> To be done
(A) In the algorithm list, what does rotate() make the chosen "middle" element become?
(B) For each statement, say yes or no according to the algorithm list, and quote the words from it that decide the answer.
(i) unique() removes every duplicate element in a range, wherever the duplicates sit.
(ii) merge() can be given unsorted ranges.
(iii) random_shuffle() can take a random number generator as an argument.

> Given text
*****
Modifying Algorithms

  • for_each() - This is the same as the for_each we discussed above, but I have included it in the Modifying section to reinforce that it can be used this way too!
  • copy() - Copies a range/container of elements into another range.
  • copy_backward() - Copy a range/container of elements into another range, starting from the last element and working backwards.
  • transform() - Transform is quite a flexible algorithm. It works in two ways. A unary operation can be applied to the source range, on a per element basis, which ouputs the results in the destination range. A binary operation can be applied to both elements in the source and destination range, subsequently overwriting elements in the destination range.
  • merge() - Merge is intended to take two sorted ranges and combine them to produce a merged sorted range. However, it is possible to utilise unsorted ranges as arguments but this then leads to an unsorted merge! For this reason I've decided to include it in the modifying category, rather than the category for sorted ranges, below.
  • swap_ranges() - This swaps the elements of two ranges.
  • fill() - This replaces each element in a range with a specific value.
  • fill_n() - Similar to fill, but replaces the first $N$ elements in a range with a specific value.
  • generate() - This replaces each element in a range with the result of an operation of a generator function.
  • generate_n() - Similar to generate, but replaces the first $N$ elements in a range with the result of an operation of a generator function.
  • replace() - This replaces elements matching a specific value with another specific value.
  • replace_if() - This replaces elements matching a specific criterion with another specific value.
  • replace_copy() - Similar to replace, except that the result is copied into another range.
  • replace_copy_if() - Similar to replace_if, except that the result is copied into another range.

Removal Algorithms

  • remove() - This removes elements from a range that match a specific value.
  • remove_if() - This removes elements from a range that match a specific criterion, as determined via a unary predicate.
  • remove_copy() - Similar to remove, except that elements are copied into another range.
  • remove_copy_if() - Similar to remove_if, except that elements are copied into another range.
  • unique() - This is quite a useful algorithm. It removes adjacent duplicate elements, i.e. consecutive elements with specific values.
  • unique_copy() - Similar to unique, except that it copies the elements into another range.

Mutating Algorithms

  • reverse() - This simply reverses the order of the elements in a range or container.
  • reverse_copy() - Similar to reverse, except that the results of the reversal are copied into another range.
  • rotate() - By choosing a 'middle' element in a range, this algorithm will cyclically rotate the elements such that the middle element becomes the first.
  • rotate_copy() - Similar to rotate, except that the result is copied into another range.
  • next_permutation() - This rearranges the elements in a range to produce the next lexicographically higher permutation, using operator<. It is also possible to use a binary predicate comparison function instead of operator<.
  • prev_permutation() - Similar to next_permutation, except that it rearranges to produce the next lexicographically lower permutation.
  • random_shuffle() - Rearranges the list of elements in a range in a random fashion. The source of randomness can be supplied as a random number generator argument.
*****
> Recorded data
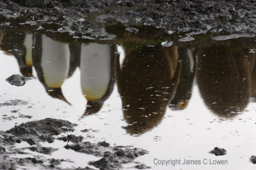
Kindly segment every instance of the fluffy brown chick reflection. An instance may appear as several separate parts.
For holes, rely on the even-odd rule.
*****
> Answers per task
(A) The first element in the range.

(B)
(i) No: "It removes adjacent duplicate elements, i.e. consecutive elements with specific values."
(ii) Yes: "it is possible to utilise unsorted ranges as arguments but this then leads to an unsorted merge!"
(iii) Yes: "The source of randomness can be supplied as a random number generator argument."